In the records below, find the line with "Target: sky" and the line with "the dark green"; return exactly those lines and every line between them.

▶ INPUT DATA
##########

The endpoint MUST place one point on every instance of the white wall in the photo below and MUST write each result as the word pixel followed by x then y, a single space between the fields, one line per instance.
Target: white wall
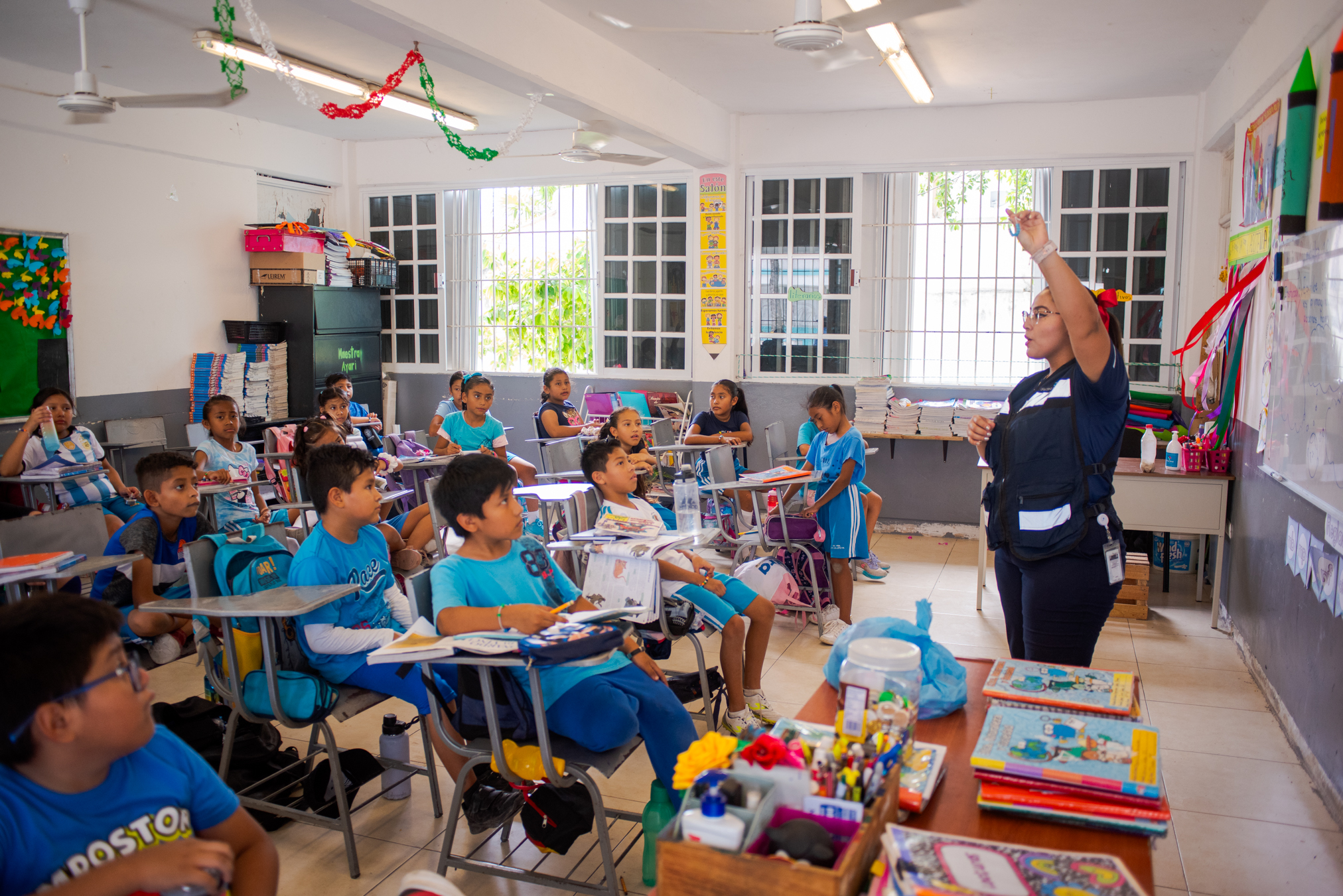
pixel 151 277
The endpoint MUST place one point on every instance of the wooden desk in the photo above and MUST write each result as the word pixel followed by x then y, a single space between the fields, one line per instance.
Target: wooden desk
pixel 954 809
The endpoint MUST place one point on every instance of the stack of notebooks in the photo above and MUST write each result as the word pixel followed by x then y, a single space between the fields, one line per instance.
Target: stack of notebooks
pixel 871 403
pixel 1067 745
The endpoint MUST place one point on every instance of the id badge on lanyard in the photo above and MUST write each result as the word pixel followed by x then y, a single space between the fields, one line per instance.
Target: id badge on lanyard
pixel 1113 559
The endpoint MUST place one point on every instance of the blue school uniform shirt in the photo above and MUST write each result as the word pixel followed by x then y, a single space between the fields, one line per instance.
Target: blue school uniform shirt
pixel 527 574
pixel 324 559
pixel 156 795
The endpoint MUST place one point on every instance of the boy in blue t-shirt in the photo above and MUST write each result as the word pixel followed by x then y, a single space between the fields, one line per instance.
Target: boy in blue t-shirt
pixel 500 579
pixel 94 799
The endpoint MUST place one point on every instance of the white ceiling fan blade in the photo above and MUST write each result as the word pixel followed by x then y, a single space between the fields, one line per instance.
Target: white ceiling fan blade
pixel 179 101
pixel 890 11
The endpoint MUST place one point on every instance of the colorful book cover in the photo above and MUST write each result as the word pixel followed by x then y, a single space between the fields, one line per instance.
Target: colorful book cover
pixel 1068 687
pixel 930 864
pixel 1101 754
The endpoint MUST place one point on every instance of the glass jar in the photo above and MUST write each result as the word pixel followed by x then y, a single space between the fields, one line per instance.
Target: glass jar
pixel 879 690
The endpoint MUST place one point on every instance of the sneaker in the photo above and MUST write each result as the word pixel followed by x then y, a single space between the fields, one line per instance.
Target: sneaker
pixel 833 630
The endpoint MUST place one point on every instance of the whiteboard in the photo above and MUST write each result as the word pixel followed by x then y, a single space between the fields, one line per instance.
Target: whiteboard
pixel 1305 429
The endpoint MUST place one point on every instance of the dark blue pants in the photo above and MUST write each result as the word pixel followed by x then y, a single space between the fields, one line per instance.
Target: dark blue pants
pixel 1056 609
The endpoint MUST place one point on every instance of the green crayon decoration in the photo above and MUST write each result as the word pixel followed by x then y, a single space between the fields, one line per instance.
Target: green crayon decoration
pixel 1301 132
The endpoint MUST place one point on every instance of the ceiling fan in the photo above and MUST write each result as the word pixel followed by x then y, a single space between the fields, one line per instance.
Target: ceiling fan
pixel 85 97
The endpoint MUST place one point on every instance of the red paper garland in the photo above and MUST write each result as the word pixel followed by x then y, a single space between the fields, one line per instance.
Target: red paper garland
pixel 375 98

##########

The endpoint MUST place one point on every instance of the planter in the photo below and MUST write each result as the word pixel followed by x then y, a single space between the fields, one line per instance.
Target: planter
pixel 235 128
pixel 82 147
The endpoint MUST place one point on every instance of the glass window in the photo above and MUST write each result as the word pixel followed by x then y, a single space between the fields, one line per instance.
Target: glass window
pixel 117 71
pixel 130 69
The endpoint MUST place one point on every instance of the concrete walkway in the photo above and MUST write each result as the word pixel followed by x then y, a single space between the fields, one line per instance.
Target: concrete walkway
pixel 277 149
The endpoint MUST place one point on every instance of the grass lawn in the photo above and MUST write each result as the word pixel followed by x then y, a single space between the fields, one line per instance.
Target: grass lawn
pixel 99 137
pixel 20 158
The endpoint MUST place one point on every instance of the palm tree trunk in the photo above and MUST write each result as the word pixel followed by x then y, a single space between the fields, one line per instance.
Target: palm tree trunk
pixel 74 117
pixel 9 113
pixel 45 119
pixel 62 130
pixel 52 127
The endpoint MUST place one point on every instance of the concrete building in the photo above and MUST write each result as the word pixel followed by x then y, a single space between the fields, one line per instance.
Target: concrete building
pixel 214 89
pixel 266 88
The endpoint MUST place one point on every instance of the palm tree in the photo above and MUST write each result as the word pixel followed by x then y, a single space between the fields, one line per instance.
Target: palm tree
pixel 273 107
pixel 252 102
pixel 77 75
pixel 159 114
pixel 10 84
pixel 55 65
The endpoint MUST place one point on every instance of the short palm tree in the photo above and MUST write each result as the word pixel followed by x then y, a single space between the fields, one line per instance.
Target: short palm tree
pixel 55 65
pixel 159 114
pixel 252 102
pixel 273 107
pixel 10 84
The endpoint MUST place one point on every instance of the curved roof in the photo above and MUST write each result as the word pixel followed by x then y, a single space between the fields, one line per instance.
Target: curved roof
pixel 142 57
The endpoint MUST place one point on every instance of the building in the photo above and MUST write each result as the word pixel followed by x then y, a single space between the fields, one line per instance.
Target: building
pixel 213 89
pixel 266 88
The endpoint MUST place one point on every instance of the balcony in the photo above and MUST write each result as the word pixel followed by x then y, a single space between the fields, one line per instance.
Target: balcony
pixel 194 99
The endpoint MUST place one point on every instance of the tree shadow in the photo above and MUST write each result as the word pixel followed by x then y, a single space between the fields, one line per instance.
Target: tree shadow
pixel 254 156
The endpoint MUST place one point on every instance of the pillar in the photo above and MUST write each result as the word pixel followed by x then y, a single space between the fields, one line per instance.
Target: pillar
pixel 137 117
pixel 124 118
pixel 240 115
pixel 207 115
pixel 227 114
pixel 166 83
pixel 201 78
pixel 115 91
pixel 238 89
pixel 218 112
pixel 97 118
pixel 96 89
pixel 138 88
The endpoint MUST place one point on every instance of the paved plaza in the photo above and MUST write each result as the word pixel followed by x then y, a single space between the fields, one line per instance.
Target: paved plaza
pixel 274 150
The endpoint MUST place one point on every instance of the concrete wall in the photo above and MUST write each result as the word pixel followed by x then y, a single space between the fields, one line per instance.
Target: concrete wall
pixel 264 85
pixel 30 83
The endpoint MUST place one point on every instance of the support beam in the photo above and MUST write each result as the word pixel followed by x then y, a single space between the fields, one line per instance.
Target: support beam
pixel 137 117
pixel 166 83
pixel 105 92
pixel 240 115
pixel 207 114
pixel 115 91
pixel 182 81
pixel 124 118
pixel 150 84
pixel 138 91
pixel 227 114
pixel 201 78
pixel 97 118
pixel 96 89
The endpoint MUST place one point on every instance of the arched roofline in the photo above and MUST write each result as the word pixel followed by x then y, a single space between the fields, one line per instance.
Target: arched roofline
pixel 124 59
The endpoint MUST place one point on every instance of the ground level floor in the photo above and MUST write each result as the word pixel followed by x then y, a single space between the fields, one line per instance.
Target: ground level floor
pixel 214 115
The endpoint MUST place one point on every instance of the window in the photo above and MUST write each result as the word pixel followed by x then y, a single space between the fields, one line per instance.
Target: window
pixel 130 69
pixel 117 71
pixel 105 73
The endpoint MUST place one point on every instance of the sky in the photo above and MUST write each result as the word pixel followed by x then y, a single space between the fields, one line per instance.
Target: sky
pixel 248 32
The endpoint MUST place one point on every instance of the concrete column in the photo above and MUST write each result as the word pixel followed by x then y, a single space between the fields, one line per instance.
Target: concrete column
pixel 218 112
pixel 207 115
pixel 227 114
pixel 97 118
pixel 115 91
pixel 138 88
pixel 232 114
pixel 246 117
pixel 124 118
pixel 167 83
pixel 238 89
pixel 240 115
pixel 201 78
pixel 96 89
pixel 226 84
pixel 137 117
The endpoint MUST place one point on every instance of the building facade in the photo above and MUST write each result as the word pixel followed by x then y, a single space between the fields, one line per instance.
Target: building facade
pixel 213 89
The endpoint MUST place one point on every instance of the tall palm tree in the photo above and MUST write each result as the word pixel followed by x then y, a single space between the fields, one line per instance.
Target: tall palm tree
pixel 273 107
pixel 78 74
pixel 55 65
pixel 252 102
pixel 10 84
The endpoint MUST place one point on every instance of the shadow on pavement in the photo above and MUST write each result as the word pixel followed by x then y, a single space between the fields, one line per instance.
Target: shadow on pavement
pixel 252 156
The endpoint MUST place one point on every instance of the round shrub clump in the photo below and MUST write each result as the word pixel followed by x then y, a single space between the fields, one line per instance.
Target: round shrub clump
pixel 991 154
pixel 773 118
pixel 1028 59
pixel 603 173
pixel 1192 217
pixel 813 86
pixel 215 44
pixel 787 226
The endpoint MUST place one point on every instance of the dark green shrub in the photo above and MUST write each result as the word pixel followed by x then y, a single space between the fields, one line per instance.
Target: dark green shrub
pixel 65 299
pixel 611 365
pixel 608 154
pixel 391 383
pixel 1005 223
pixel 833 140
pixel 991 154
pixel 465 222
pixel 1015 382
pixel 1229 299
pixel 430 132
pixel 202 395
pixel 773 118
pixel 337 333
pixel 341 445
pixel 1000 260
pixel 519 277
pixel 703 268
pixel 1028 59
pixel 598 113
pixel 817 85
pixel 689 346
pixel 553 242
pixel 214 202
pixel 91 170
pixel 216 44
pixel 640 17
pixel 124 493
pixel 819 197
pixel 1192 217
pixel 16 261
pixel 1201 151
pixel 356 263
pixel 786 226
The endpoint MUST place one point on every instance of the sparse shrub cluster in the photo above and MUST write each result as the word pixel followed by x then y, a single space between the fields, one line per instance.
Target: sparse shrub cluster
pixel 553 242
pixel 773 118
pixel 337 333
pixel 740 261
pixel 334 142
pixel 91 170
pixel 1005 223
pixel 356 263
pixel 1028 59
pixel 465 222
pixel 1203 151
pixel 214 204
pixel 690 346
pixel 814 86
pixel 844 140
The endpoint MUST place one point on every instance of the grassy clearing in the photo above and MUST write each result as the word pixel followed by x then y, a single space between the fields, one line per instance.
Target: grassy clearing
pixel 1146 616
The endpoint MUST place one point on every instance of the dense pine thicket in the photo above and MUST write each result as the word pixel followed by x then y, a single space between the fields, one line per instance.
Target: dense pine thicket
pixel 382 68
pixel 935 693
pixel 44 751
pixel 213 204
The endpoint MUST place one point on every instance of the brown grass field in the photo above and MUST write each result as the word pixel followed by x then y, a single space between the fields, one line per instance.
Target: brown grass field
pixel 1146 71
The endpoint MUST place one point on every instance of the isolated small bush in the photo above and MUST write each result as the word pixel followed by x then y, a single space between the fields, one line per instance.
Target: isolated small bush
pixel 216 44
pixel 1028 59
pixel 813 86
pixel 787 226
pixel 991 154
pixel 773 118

##########

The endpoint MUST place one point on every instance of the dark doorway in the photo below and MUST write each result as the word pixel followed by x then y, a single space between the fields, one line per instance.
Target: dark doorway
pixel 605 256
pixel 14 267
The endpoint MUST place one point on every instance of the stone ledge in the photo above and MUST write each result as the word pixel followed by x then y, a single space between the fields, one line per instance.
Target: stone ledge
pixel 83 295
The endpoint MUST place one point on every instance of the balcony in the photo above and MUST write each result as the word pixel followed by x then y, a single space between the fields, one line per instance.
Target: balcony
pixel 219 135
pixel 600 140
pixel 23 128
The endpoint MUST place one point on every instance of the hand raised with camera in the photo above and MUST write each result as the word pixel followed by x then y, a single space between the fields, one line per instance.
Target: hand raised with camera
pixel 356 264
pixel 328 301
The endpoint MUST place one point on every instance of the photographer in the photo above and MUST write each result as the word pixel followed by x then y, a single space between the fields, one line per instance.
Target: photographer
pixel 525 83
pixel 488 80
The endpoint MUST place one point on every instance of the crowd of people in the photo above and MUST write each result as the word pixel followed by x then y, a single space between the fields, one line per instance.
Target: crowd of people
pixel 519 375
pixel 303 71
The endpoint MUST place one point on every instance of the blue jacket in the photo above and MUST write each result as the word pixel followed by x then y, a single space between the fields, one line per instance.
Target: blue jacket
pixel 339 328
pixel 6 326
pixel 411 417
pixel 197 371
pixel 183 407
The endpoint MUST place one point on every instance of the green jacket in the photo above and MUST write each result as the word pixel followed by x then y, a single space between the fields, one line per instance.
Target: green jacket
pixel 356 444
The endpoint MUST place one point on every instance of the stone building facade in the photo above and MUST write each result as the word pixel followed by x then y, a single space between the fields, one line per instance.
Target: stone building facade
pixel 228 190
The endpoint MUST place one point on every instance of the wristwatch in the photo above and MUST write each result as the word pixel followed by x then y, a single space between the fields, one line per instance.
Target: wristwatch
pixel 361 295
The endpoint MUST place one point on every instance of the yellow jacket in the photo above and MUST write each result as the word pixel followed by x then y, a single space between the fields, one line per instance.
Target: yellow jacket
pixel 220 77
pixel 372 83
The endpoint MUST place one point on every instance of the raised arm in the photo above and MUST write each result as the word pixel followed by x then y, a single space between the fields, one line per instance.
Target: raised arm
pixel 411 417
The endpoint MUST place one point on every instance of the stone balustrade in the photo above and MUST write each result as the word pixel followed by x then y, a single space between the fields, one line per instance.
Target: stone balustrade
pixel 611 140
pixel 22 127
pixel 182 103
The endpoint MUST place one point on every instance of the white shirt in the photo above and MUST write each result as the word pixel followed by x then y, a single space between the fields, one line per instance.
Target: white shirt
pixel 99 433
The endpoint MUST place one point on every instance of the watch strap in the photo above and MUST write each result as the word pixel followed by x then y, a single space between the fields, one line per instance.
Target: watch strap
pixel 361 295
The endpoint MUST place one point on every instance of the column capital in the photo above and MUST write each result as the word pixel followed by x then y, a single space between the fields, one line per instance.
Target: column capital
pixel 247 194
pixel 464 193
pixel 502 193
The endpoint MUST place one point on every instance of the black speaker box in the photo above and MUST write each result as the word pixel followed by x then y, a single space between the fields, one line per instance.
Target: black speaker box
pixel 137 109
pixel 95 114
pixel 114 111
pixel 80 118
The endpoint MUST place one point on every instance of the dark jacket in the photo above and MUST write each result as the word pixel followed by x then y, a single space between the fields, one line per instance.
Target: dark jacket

##########

▶ EXERCISE ANSWER
Target: sky
pixel 248 32
The endpoint MUST place one point on every instance of the concrete column in the photo above and MUST write each result as the word pixel followed by x then y, a single space between the fields, one line per instance.
Target: concrete column
pixel 218 112
pixel 207 115
pixel 227 114
pixel 97 118
pixel 115 91
pixel 138 88
pixel 232 114
pixel 246 117
pixel 124 118
pixel 167 83
pixel 238 89
pixel 240 115
pixel 201 78
pixel 96 89
pixel 226 84
pixel 137 117
The endpoint MUST place one point on every instance of the building facade in the photo above and MUST write each result as the word pixel followed by x then y, a single space between the fields, one line per instance.
Target: building facade
pixel 213 89
The endpoint MUST place one point on every instance of the tall palm tree in the photo above and MUST write each result as the word pixel followed by x then y, a single space between the fields, one line per instance.
Target: tall palm tree
pixel 273 107
pixel 78 74
pixel 55 65
pixel 252 102
pixel 10 84
The endpoint MUST place one point on every instance of the shadow on pavement in the photo above and MUST write each result as the word pixel followed by x then y, a single space between the fields, one line per instance.
Target: shadow on pavement
pixel 252 156
The endpoint MUST place one point on every instance of the round shrub clump in the photo below and MUST write each result as the word pixel followed by x then y, a single space between the fields, one line per instance.
Target: round shrub clump
pixel 991 154
pixel 773 118
pixel 1028 59
pixel 603 173
pixel 1192 217
pixel 813 86
pixel 215 44
pixel 787 226
The endpoint MUST place one point on every instance of the dark green shrub in the photo above and MUST write each result as the word pixel followed by x then y, a single space between the fields, one line per instance.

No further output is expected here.